▸ Required work
A) According to the Hollywood Squares article, in what year did the Center of Alcohol Studies co-sponsor the episode "Beverage alcohol: Use and misuse"?
B) In the Hollywood Squares article, rewrite everything from "It’s fascinating to" down to "most teenagers drink?", replacing "drink" with "smoke".
C) List the example questions that the Hollywood Squares article gives as still able to prompt meaningful discussions today.

▸ Document excerpt
If you have never heard of Hollywood Squares, you are not alone. The catchy title refers to a popular game show based on tic-tac-toe that ran on NBC from the mid 1960s to the early 1980s. The three-tiered “board” seated nine celebrities, who gave hilarious and witty answers to the game show host’s questions. Selecting one of the nine, two contestants alternated marking the board with an X or an O based on their choice of agreeing or disagreeing with the chosen celebrity’s answer.
In 1975, the Center of Alcohol Studies (CAS) co-sponsored an episode called “Beverage alcohol: Use and misuse.” The Alcohol Studies Archive proudly owns a copy, digitized from the VHS tape donated to the CAS Library by Gail G. Milgram, the director of the Summer School of Alcohol Studies and CAS education and training programs until her retirement in the 2010s.
The questions and answers used in the TV show were prepared by the Center along with a complementary publication called “A discussion leader’s guide to Hollywood Squares, Beverage alcohol: Use and misuse.” The guide was based on the pamphlet “What is alcohol and why people drink?” also written by Gail G. Milgram.
As stated in the guide, the primary purpose of this episode was “to motivate people to think about and discuss information on alcohol and its use and analyze their feelings and attitudes related to use.” No doubt Hollywood Squares remains entertaining (and still enjoyable after so many years!), but, due to its high profile, the educational benefit of a special program like this is much greater, adding tremendous value to this joint project.
What I personally find even more valuable is the group discussion that can take place after watching this show together. In the best practices and traditions of bibliotherapy, i.e., using books for a therapeutical need, this show checks all the boxes (no pun intended) as a combined treatment modality.
To begin with, watching the 27-minute show in a group setting has the potential to create a comfortable, non-threatening environment, essential to launch a free and open discussion on the sensitive topic of alcoholism. The guide helps trained discussion leaders moderate the discussion, rather than dominate it, with techniques to keep the conversation alive as well as motivate individuals to share their insights and come to their own conclusions.
It’s fascinating to discover that the nearly 50-year-old questions, whether asked during the show or suggested for discussion afterward, can still prompt meaningful discussions today, since they have remained relevant. For example:
- Why do most adults drink?
- Why do you think most teenagers drink?
- What would you do if a good friend of yours told you that you had a drinking problem?
- What do you think would be the most effective way to discourage heavy drinking or problem drinking, or both, in our society?
Although based on sound research related to treatment and prevention, the discussion guide remains very practical. The techniques presented here were also able to withstand time, even if we now might file them under different names. For example, the booklet features what we call today an “icebreaker,” which includes walking around, silently, with a name tag created at the beginning of the session. However, it’s a name tag with a twist: each corner lists each participant’s short answers to questions such as age at having first drink, with whom, where, and the person who most influenced drinking habits. After this “values-clarification” process, the moderator can continue with several suggested activities, using questionnaires, all available in the guide.

▸ Data
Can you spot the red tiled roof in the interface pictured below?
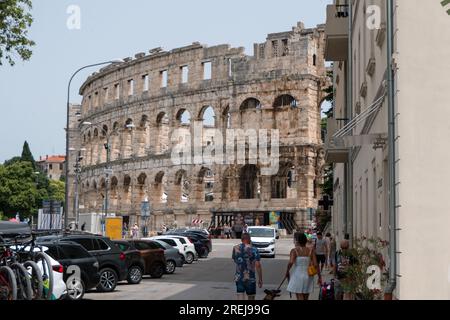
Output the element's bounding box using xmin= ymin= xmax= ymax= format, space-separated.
xmin=38 ymin=155 xmax=66 ymax=163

▸ Set of answers
A) 1975

B)
It’s fascinating to discover that the nearly 50-year-old questions, whether asked during the show or suggested for discussion afterward, can still prompt meaningful discussions today, since they have remained relevant. For example:
- Why do most adults smoke?
- Why do you think most teenagers smoke?

C)
- Why do most adults drink?
- Why do you think most teenagers drink?
- What would you do if a good friend of yours told you that you had a drinking problem?
- What do you think would be the most effective way to discourage heavy drinking or problem drinking, or both, in our society?